**WHAT IS BEING ASKED:**
Turn the records below into a numbered list with one line per entry, and drop any blank lines. Leave the pictures out of your answer.
┄┄┄┄┄┄┄┄┄┄┄┄┄┄┄┄┄┄┄┄
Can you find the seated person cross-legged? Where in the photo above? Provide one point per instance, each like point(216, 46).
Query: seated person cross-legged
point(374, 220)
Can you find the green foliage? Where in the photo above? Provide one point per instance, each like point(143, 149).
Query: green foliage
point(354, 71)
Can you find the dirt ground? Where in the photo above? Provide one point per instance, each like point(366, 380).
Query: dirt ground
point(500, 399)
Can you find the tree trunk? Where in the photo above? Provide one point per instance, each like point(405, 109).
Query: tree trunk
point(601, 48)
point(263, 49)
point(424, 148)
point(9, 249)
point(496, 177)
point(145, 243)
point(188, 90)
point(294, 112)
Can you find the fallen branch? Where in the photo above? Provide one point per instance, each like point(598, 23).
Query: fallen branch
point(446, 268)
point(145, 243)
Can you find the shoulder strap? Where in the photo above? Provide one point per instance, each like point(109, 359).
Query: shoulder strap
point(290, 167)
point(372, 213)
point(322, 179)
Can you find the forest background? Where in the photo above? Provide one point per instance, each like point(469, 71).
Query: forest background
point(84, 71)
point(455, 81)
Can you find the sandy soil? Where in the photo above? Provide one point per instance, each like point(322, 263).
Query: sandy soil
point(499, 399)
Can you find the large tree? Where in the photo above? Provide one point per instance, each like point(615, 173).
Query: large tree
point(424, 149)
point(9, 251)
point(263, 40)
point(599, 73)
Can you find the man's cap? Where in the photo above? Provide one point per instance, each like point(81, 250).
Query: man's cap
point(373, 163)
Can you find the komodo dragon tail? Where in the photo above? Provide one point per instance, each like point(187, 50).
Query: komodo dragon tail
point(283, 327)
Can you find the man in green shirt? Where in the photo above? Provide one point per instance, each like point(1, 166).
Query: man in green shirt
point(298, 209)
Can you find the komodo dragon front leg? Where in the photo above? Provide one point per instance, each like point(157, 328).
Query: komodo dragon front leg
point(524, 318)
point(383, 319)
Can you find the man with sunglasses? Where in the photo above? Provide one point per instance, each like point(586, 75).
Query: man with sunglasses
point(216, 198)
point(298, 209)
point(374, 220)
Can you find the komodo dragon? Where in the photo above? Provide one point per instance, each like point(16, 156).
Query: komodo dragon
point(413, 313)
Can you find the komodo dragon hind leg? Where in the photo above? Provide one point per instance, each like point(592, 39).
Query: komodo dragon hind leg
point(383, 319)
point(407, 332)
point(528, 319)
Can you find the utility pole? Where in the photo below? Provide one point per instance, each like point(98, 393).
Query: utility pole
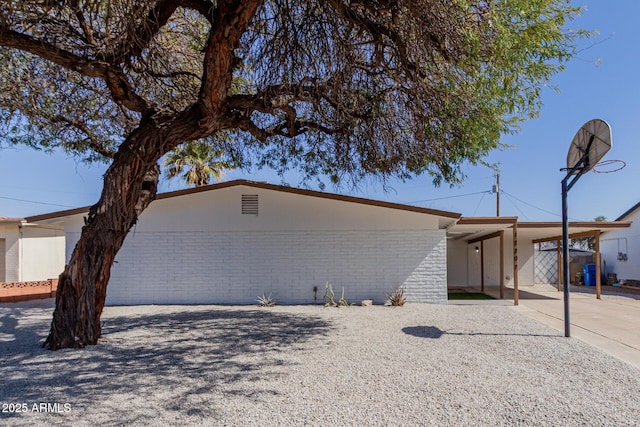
┄┄┄┄┄┄┄┄┄┄┄┄┄┄┄┄┄┄┄┄
**SOLUTION FOR THIS TASK:**
1. Can you find the seated person cross-legged? Where in the photo above? Provide one point per instance, each like point(216, 46).
2. Query: seated person cross-legged
3. point(374, 220)
4. Can you find the green foliage? Where in the photo above? Provide one point per instance, each like point(143, 149).
5. Query: green foliage
6. point(354, 71)
7. Can you find the dirt ground? Where in the photo above? Provide one point per instance, each like point(366, 380).
8. Query: dirt ground
9. point(500, 399)
10. Can you find the tree trunk? Where in the photo above? Provide one point per instance, each like point(405, 109).
11. Query: tree trunk
12. point(601, 48)
13. point(263, 49)
14. point(424, 148)
15. point(9, 249)
16. point(496, 177)
17. point(145, 243)
18. point(188, 90)
19. point(294, 112)
20. Can you find the fallen branch? Where in the photo above? Provide one point per instance, each like point(598, 23).
21. Query: fallen branch
22. point(446, 268)
23. point(145, 243)
24. Can you find the shoulder strap? Where in the photo above? Provide one point per instance, each like point(109, 359).
25. Query: shoulder strap
26. point(290, 167)
27. point(372, 213)
28. point(322, 179)
29. Can you find the forest background? Where in the photo above? Provide one point per instance, each like point(469, 71).
30. Query: forest background
31. point(84, 71)
32. point(455, 81)
33. Can you find the sandy soil? Where in the photo above? Provide one point per instance, each like point(322, 263).
34. Query: sandy soil
35. point(499, 399)
36. Can you find the large tree? Where in the photo above? Provide one point per instance, each like point(615, 173).
37. Query: large tree
38. point(424, 149)
39. point(9, 251)
40. point(263, 40)
41. point(599, 73)
42. Can you find the man's cap? Where in the photo above? Provide one point per instance, each like point(81, 250).
43. Query: man's cap
44. point(373, 163)
45. Can you find the komodo dragon tail? Where in the photo above? Provide one point per instance, each like point(187, 50).
46. Query: komodo dragon tail
47. point(283, 327)
48. Can you find the man in green shirt? Where in the photo above? Provide one point per instance, each like point(1, 166).
49. Query: man in green shirt
50. point(298, 209)
51. Can you find the komodo dragon front leg? Where in the photo above? Provide one point per instance, each like point(157, 328).
52. Query: komodo dragon front leg
53. point(524, 318)
54. point(383, 319)
55. Can you find the man with sunglasses? Where in the photo above? Provide one point per instance, each like point(586, 75).
56. Query: man with sunglasses
57. point(216, 198)
58. point(298, 209)
59. point(374, 220)
60. Can you find the komodo dragon? Where in the photo above? Provide one point per instance, each like point(16, 156).
61. Query: komodo dragon
62. point(413, 313)
63. Can you find the komodo dragon hind leg? Where in the photo above? Provide one point per instance, each like point(592, 39).
64. Query: komodo dragon hind leg
65. point(383, 319)
66. point(407, 332)
67. point(528, 319)
68. Can you find the utility pole? Where in the photo below? Provide one point per instance, each like point(98, 393).
69. Query: utility pole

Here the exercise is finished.